March 13, 2025 1:21 am EDT

Meetings of fascists, young skinheads, Elvis, experiences with such legendary directors as David Lynch, Quentin Tarantino and Werner Herzog, and the media circus around Oscar nominees — those were just some of the topics addressed by British actor Tim Roth (Reservoir Dogs, Pulp Fiction, Rob Roy, Lie to Me) during a masterclass at the 15th edition of the Luxembourg City Film Festival on Wednesday.

The crowded session followed Tuesday night’s Luxembourg premiere of independent movie Poison, directed by Désirée Nosbusch (Bad Banks), in which Roth stars opposite Danish actress Trine Dyrholm as a couple that meets again years after tragedy drove them apart. Roth also received a festival honor on Tuesday evening.

In his wide-ranging masterclass, he also discussed working with the likes of Charlton Heston, and, to the surprise of some in the audience, Tupac Shakur.

And he shared insight into how he portrayed a 16-year-old racist skinhead in his 1982 TV debut in Made in Britain, written by David Leland and directed by Alan Clarke, sharing that Clarke’s prison drama Scum was one of the reasons he became an actor. “We grew up in a very left-wing household,” he explained. “There was a tradition in Britain that posh people [meaning members of the upper-class] were actors.” But Scum showed him “that working-class people can be actors, too,” he said.

So how did he approach his character Trevor in Made in Britain? “I knew this [kind of] guy. The white kids that I went to school with were kind of like that. So the job then became to portray them accurately and to do them justice. But there were elements that were missing in my education on it,” Roth explained. “So I went to a few fascist meetings. I went to British Movement meetings. What’s interesting about this character is he’s incredibly articulate, which is not how the middle classes portrayed people like this in film. They got it wrong. This guy had an intellect, an IQ and a sense of humor, all of which were incredibly dangerous when applied to a fascist. And so that was what was interesting to me about making him come to life.” He concluded: “They didn’t make the mistake of making him stupid.”

Discussing Tupac, Roth recalled meeting the music star after signing on for Vondie Curtis-Hall’s 1997 crime comedy film Gridlock’d about HIV and drugs, which was set to feature Laurence Fishburne. “But he dropped out, and he was really a big part of the reason why I wanted to do it,” Roth recalled. “So then the director came to me and said, ‘There’s this rapper.’ And I went, ‘No.’ He said bear with me. I said no. I was such an asshole.”

After a round of laughs from the audience, the star continued: “I didn’t know anything about anything, right? So there was this guy who was on billboards all over L.A. and was double platinum. There was this beautiful guy. The director persuaded me to have a meeting with this fellow. So I went to this quite fancy pants bullshit restaurant that I liked in L.A. which had a garden at the back, and I’m sitting there with the director, and the back of the restaurant has been sectioned off.” In walked four bodyguard types, after a pause, four or five women, who went and sat at a table in the corner. “Then there’s another healthy pause. And then in walk two guys,” the Brit recalled. “And then in walks Pac. And I have all of this loaded ‘the fucking guy’s not an actor’ in my head, and he knocked all this bullshit away in the first second.”

### RECORDED DATA

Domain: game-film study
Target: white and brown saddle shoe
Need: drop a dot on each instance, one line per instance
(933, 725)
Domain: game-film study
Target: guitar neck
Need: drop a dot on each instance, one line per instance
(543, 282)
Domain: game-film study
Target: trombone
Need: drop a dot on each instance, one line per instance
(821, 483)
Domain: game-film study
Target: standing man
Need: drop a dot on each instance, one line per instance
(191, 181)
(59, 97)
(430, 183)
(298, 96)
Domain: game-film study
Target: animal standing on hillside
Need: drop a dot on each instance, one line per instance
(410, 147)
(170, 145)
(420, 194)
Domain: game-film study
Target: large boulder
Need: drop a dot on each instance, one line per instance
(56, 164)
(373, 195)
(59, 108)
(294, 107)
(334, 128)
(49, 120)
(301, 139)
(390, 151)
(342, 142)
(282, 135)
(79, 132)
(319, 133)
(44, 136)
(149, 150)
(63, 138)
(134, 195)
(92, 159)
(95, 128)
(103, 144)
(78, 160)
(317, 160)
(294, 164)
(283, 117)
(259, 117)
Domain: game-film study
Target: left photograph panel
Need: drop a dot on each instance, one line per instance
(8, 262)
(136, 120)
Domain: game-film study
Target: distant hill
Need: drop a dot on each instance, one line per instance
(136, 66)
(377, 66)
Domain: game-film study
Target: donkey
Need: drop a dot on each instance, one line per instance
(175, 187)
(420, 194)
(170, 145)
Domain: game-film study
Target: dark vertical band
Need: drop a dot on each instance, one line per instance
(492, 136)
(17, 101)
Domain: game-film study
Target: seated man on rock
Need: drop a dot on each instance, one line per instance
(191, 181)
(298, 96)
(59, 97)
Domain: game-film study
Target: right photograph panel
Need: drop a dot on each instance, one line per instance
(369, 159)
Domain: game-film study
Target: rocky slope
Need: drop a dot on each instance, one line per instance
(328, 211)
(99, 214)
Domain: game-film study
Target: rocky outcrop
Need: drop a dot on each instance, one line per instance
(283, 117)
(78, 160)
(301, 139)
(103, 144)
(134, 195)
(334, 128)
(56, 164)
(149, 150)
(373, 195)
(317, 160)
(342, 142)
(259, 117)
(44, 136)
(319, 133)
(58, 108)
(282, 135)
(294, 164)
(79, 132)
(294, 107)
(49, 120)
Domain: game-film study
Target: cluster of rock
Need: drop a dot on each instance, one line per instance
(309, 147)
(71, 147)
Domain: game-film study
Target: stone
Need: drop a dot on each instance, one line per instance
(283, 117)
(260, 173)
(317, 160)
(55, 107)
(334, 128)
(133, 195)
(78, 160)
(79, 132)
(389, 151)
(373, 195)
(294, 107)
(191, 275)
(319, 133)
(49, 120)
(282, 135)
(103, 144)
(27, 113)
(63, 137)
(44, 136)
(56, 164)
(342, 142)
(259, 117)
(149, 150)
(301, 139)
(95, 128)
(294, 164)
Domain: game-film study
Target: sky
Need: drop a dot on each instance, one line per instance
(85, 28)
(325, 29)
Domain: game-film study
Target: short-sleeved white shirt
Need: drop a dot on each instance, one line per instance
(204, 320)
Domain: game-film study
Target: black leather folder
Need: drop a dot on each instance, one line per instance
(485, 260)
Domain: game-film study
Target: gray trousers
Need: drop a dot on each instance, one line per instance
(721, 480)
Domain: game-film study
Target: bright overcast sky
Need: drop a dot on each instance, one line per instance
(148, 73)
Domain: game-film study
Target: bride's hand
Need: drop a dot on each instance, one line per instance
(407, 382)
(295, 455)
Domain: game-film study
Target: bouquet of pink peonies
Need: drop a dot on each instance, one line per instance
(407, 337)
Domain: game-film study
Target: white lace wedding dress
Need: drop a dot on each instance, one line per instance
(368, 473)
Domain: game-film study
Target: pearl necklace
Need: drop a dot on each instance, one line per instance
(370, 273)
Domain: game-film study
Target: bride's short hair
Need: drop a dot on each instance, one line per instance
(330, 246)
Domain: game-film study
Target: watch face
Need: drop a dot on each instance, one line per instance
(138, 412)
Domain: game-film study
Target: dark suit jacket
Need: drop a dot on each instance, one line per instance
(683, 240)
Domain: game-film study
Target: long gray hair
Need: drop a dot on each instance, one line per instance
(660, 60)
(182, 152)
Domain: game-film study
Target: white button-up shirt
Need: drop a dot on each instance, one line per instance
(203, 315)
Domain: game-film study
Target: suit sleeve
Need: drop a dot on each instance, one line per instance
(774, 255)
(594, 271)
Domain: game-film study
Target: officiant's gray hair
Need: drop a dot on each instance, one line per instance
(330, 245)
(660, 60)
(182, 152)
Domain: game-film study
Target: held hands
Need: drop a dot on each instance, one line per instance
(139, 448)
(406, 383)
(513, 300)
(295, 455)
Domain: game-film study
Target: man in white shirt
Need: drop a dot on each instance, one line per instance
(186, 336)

### PROBLEMS AND TASKS
• 1. In the article on Tim Roth's masterclass, list every title given in parentheses right after Roth's name in the opening paragraph.
• 2. Quote everything from "Meetings of fascists, young" down to "on Tuesday evening." in the article on Tim Roth's masterclass.
• 3. According to the article on Tim Roth's masterclass, who directed the movie Poison?

### SOLUTIONS TO EACH TASK
• 1.
Reservoir Dogs
Pulp Fiction
Rob Roy
Lie to Me

• 2.
Meetings of fascists, young skinheads, Elvis, experiences with such legendary directors as David Lynch, Quentin Tarantino and Werner Herzog, and the media circus around Oscar nominees — those were just some of the topics addressed by British actor Tim Roth (Reservoir Dogs, Pulp Fiction, Rob Roy, Lie to Me) during a masterclass at the 15th edition of the Luxembourg City Film Festival on Wednesday.

The crowded session followed Tuesday night’s Luxembourg premiere of independent movie Poison, directed by Désirée Nosbusch (Bad Banks), in which Roth stars opposite Danish actress Trine Dyrholm as a couple that meets again years after tragedy drove them apart. Roth also received a festival honor on Tuesday evening.

• 3. Désirée Nosbusch directed Poison.